EXERCISE TASK.
Write out every single entry exactly.

SOURCE MATERIAL.
(begin)
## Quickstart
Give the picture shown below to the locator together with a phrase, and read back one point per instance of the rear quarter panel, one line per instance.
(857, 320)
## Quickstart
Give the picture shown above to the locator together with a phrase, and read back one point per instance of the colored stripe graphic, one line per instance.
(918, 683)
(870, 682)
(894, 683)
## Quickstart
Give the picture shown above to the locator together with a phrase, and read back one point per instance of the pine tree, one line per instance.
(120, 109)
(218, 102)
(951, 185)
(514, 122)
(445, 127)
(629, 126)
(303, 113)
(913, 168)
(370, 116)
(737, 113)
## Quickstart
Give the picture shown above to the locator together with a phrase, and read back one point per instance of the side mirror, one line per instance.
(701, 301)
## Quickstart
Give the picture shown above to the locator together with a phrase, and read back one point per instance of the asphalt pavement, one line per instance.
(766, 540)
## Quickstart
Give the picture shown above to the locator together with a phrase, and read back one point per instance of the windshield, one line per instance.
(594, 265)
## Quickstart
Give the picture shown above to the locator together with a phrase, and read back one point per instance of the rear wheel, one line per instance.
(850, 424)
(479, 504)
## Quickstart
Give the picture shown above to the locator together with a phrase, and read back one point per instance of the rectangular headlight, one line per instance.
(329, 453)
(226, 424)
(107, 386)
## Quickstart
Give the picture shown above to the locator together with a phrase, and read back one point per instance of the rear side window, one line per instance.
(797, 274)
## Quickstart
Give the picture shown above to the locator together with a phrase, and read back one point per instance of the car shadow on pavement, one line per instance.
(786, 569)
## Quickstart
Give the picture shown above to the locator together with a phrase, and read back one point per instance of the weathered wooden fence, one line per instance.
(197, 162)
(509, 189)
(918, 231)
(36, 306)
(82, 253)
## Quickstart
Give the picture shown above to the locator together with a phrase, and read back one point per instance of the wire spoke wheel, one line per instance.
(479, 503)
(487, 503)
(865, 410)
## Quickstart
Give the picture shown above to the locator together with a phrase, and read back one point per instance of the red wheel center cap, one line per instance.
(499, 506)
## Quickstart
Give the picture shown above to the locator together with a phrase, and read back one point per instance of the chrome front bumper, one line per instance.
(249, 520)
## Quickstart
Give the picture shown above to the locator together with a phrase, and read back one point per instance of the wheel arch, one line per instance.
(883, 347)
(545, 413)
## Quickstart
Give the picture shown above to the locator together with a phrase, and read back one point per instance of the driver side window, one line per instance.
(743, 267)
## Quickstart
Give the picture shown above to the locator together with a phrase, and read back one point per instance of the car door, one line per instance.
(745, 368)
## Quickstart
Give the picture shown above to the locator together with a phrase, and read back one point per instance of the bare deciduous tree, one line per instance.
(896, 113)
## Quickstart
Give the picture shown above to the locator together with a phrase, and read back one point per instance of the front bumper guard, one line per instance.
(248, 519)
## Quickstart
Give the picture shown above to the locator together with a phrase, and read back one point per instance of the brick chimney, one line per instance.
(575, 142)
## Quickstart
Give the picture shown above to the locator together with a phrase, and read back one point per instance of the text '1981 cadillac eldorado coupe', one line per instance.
(end)
SOLUTION.
## Quickstart
Give the picture shown below to the locator together with a phrase, and read back one point per instance of the rear quarter panel, one line per instance.
(857, 320)
## Quickstart
Give the picture shown above to the locator together with a phrase, and read back one point per instance of the colored stripe graphic, one line per instance.
(918, 683)
(870, 682)
(894, 683)
## Quickstart
Give the picture shown above to the locator together with a phrase, and read back one point per instance of the pine tree, one line per instance.
(120, 109)
(218, 102)
(951, 185)
(514, 122)
(445, 127)
(629, 126)
(303, 113)
(913, 168)
(370, 116)
(737, 113)
## Quickstart
Give the picture shown above to the locator together with a phrase, and read back one point per instance of the side mirror, one line per instance.
(701, 301)
## Quickstart
Give the picture shown above to the locator together with a phrase, and read back one point per instance of the asphalt pavement, one line per instance.
(766, 540)
## Quickstart
Give the picture shown above to the locator together with a phrase, and read back one point per instance of the windshield, one line per instance.
(594, 265)
## Quickstart
Give the picture shown above to the locator together with a phrase, and read back one point per instance of the rear wheel, one line per instance.
(850, 424)
(479, 504)
## Quickstart
Give the picture shown above to the locator together with a phrase, and read back one point per instance of the rectangular headlight, one line per instance.
(329, 453)
(226, 424)
(107, 386)
## Quickstart
Give the picture shown above to the locator together with a phrase, and read back one point per instance of the rear side window, one line per instance.
(797, 274)
## Quickstart
Give the picture shown above to the locator together with a phrase, and read back one point per instance of the car shadow on pavement, one line per instance.
(786, 569)
## Quickstart
Give the picture shown above to the locator together with a phrase, and read back one point per instance of the weathered wooden fence, one line per instance.
(197, 162)
(509, 189)
(918, 231)
(36, 306)
(82, 253)
## Quickstart
Give the picture shown above to the locator together with a phrase, and read back one point per instance of the wire spoke wheel, one line per instance.
(479, 503)
(487, 503)
(865, 410)
## Quickstart
Give the picture shown above to the locator together with a phrase, and read back one point per instance of the red wheel center cap, one line per instance.
(499, 506)
## Quickstart
Give the picture shown above to the locator together with a phrase, and read back one point per instance of the chrome front bumper, one line per instance.
(249, 520)
## Quickstart
Give the picture shown above to the locator together with a phrase, and read back one point per instance of the wheel arch, one line per instance.
(883, 347)
(545, 413)
## Quickstart
Give the picture shown above to the locator together with a phrase, and read back one point per instance of the driver side window, one line per instance.
(743, 267)
## Quickstart
Give the picture shown above to the locator together with a phrase, and read back one point per instance of the car door, one line per instance.
(745, 368)
## Quickstart
Give the picture shown above to the locator together with a phrase, and read back one point per instance of the bare deciduous tree, one line per instance.
(896, 113)
## Quickstart
Give the picture shown above to the locator together with a phrase, and read back one point per instance of the front bumper guard, one line per instance.
(248, 519)
## Quickstart
Give the picture shown above to the locator together with a phrase, and read back one point per instance of the brick chimney, one line per instance.
(575, 142)
## Quickstart
Give the picture shown above to the locator together with a phrase, and read back one point per instance of the text '1981 cadillac eldorado coupe', one line per instance.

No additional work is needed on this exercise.